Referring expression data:

━━━━━━━━━━━━━━━━

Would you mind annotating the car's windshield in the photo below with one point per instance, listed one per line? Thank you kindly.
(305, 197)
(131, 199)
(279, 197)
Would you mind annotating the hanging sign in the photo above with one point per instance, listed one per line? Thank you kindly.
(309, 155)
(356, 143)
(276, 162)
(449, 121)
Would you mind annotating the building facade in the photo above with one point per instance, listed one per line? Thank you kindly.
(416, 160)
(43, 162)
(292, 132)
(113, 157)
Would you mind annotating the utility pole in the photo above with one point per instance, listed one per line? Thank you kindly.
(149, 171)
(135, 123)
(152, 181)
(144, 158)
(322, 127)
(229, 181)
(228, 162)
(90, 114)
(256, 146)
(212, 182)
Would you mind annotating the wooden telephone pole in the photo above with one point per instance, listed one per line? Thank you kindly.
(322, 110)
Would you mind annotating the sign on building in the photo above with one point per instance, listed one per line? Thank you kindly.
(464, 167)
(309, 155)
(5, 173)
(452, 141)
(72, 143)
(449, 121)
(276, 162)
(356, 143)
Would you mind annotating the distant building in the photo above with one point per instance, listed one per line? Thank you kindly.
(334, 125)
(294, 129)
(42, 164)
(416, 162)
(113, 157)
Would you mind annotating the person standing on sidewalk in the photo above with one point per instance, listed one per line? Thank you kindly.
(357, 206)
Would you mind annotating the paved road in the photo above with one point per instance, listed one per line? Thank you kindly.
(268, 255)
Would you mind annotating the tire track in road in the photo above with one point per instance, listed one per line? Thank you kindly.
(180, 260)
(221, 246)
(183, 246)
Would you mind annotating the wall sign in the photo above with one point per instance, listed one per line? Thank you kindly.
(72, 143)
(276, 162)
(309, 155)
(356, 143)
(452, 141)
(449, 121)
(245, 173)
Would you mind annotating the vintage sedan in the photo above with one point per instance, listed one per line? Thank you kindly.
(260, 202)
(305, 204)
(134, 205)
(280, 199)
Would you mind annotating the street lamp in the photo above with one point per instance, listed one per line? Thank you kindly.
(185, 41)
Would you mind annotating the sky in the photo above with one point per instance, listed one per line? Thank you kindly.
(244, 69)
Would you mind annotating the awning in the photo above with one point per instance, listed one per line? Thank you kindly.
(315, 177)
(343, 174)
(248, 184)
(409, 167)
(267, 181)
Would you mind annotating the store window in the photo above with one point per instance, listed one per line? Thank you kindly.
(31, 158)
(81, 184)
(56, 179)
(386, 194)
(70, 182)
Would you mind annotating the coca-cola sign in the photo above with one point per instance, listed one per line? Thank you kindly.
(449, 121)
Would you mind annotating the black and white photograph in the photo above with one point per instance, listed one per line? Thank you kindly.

━━━━━━━━━━━━━━━━

Can you give every line above again, exactly as written?

SOLUTION FOR THIS PROBLEM.
Would you mind annotating the car's windshield in the photo below with one point per instance, listed one per line? Thank you kindly.
(305, 197)
(131, 199)
(279, 197)
Would you mind annotating the hanging sign in the photo above with one point per instance, listed one per line? Thank you kindly.
(309, 155)
(356, 143)
(276, 162)
(449, 121)
Would you mind annotating the building facade in the photo above with one point per instance, listed one per line? Thank you kindly.
(416, 160)
(43, 162)
(292, 132)
(113, 157)
Would you mind annotating the utility pole in the photo above with one point per instance, listed one per line? Thank you kindly.
(149, 171)
(135, 123)
(152, 181)
(144, 158)
(322, 127)
(229, 181)
(228, 162)
(90, 114)
(256, 146)
(212, 182)
Would you mind annotating the wooden telephone pole in the photo above with one point per instance, listed one per line? Thank you kindly.
(322, 110)
Would you mind annotating the sign on building in the photo above with one point per instance, listed one per line? Thank you kindly.
(464, 167)
(309, 155)
(5, 173)
(452, 141)
(72, 143)
(449, 121)
(276, 162)
(356, 143)
Would you mind annotating the distant building in the photo above with one point per instance, listed one per line? Thank you kindly.
(334, 125)
(294, 129)
(42, 164)
(416, 162)
(113, 157)
Would you mind annotating the person standing on sidewalk in the photo above with one point per instance, listed one per line? Thank you kindly.
(357, 206)
Would you mind annotating the paved road in the photo above with one point per instance, listed one per line? Thank you kindly.
(268, 255)
Would you mind annotating the tire track in road in the photo above with one point per instance, listed one per line? Thank you kindly.
(180, 260)
(221, 246)
(183, 246)
Would you mind annotating the wall sign in the photo above with one point per instance, listed one per line? Thank you kindly.
(72, 143)
(276, 162)
(309, 155)
(356, 143)
(452, 141)
(449, 121)
(245, 173)
Would you mind annotating the vintage sedan in the photo above with one point per instance, listed one per line? Thank you kindly.
(260, 202)
(305, 204)
(134, 205)
(280, 199)
Would you mind annotating the street lamp in the photo above with one point per instance, listed one per line? Thank you kindly.
(185, 41)
Would you mind annotating the sky in the photo above with one point per instance, listed one per line? Thank you kindly.
(244, 69)
Would you mind annotating the awning in the photo above with one point per instance, listed one per line? Thank you kindly.
(315, 177)
(343, 174)
(248, 184)
(409, 167)
(267, 181)
Would you mind annotating the store window in the photo above with one point per instance, listed one per line? Thank you kindly.
(31, 158)
(81, 184)
(56, 179)
(386, 194)
(70, 182)
Would you mind annotating the coca-cola sign in the photo above with one point per instance, listed one per line? Thank you kindly.
(449, 121)
Would you mind annotating the black and white photograph in the photo above with one point per instance, listed one per line? Thank you kindly.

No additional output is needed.